* Task directions *
Take the entries below and reproduce them word for word.

* Records provided *
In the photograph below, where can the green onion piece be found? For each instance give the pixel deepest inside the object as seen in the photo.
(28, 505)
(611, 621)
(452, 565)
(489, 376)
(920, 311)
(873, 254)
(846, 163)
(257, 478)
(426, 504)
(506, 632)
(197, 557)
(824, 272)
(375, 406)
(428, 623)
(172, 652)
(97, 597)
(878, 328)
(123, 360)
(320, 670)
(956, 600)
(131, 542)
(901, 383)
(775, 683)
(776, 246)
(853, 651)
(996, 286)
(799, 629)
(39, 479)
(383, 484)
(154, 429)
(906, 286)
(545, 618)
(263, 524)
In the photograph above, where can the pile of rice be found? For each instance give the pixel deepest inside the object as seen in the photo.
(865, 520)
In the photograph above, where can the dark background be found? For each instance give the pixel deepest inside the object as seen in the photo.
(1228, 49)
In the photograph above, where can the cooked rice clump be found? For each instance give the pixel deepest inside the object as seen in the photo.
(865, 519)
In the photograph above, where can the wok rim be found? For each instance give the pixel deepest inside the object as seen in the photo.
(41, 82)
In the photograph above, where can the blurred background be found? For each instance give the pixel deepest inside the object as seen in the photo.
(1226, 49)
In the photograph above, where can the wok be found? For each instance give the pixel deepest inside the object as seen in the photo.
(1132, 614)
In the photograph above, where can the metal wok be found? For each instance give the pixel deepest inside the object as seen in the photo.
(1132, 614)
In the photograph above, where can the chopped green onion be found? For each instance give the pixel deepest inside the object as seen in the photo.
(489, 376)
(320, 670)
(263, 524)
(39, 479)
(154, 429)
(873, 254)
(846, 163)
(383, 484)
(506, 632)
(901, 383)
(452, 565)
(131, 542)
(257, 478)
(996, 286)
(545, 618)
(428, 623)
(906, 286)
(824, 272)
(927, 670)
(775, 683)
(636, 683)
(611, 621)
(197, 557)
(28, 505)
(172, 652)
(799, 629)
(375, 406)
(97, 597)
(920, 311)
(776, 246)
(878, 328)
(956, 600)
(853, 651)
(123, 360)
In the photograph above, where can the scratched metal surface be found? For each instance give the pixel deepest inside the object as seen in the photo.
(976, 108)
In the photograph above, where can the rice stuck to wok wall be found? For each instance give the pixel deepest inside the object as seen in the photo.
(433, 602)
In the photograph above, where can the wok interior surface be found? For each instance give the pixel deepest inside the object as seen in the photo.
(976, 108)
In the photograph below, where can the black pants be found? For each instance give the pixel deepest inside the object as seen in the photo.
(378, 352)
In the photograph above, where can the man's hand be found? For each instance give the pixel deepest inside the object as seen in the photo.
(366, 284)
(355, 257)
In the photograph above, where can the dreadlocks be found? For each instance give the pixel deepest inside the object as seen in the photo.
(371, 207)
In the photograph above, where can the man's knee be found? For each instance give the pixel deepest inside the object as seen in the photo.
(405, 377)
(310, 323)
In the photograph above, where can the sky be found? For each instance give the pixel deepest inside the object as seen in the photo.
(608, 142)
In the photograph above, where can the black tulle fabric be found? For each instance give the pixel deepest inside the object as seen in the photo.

* Reply *
In the photograph below, where can the green onion piece be found? For each instance give the pixel deepest inside the object as seen in the photo.
(28, 505)
(611, 621)
(452, 565)
(489, 376)
(920, 311)
(873, 254)
(846, 163)
(257, 478)
(426, 504)
(506, 632)
(197, 557)
(824, 272)
(375, 406)
(428, 623)
(172, 652)
(97, 597)
(878, 328)
(123, 360)
(320, 670)
(956, 600)
(131, 542)
(901, 383)
(775, 683)
(776, 246)
(853, 651)
(996, 286)
(799, 629)
(39, 479)
(383, 484)
(154, 429)
(906, 286)
(545, 618)
(263, 524)
In the photograph above, where can the pile of rice be found? For each instance give the pixel deepest inside the object as seen in the photo.
(865, 520)
In the photograph above, where can the dark background be found? For each instance give the pixel deepest inside the object as seen in the photo.
(1228, 49)
In the photograph above, where can the cooked rice clump be found? For each instance give the pixel deepest inside the object as seen in the photo.
(865, 519)
In the photograph above, where can the wok rim be found? For each instance give the pixel deepest inside the object as seen in the photo.
(41, 82)
In the photograph above, where can the blurred background be found? For each instance give the pixel deepest inside the object as seen in the photo.
(1226, 49)
In the photograph above, where can the wok be found? For each instance give the pixel deepest inside the object as seen in the photo.
(1132, 614)
In the photograph above, where can the metal wok be found? For each instance give the pixel deepest inside the object as seen in the photo.
(1132, 614)
In the photograph above, where can the chopped green onion be found? For each instance give the pixel deepest inside the object as seen in the photo.
(489, 376)
(320, 670)
(263, 524)
(39, 479)
(154, 429)
(873, 254)
(846, 163)
(383, 484)
(506, 632)
(901, 383)
(452, 565)
(131, 542)
(257, 478)
(996, 286)
(545, 618)
(428, 623)
(906, 286)
(824, 272)
(927, 670)
(775, 683)
(636, 683)
(611, 621)
(197, 557)
(28, 505)
(172, 652)
(799, 629)
(375, 406)
(97, 597)
(920, 311)
(776, 246)
(878, 328)
(956, 600)
(853, 651)
(123, 360)
In the photograph above, where can the scratched metal surface be found? For each instance give the pixel deepest inside the object as seen in the photo.
(976, 108)
In the photograph above, where can the rice stuck to wok wall be found? For each instance give the pixel deepest inside the object as seen in the photo.
(433, 602)
In the photograph above, where can the wok interior surface be found? For each instance give the pixel deepest inside the object as seen in the photo.
(976, 108)
In the photograph below, where can the black pants be found? For each instance give the pixel deepest inside the object as seen in the photo.
(378, 352)
In the photograph above, where can the man's hand be found? For each instance give the pixel deepest inside the object as seen in the photo.
(366, 284)
(355, 257)
In the photograph above, where can the dreadlocks be found? For each instance give the pixel deepest inside the object as seen in the photo.
(371, 207)
In the photograph above, where can the man's knee be found? For each instance give the pixel deepest inside the object as seen in the photo.
(405, 377)
(310, 323)
In the photograph above, where can the sky be found? For each instance give the pixel deepest inside the object as seen in the photo.
(608, 142)
In the photograph above, where can the black tulle fabric be found? For each instance give the pixel deepest inside the object as seen in the photo.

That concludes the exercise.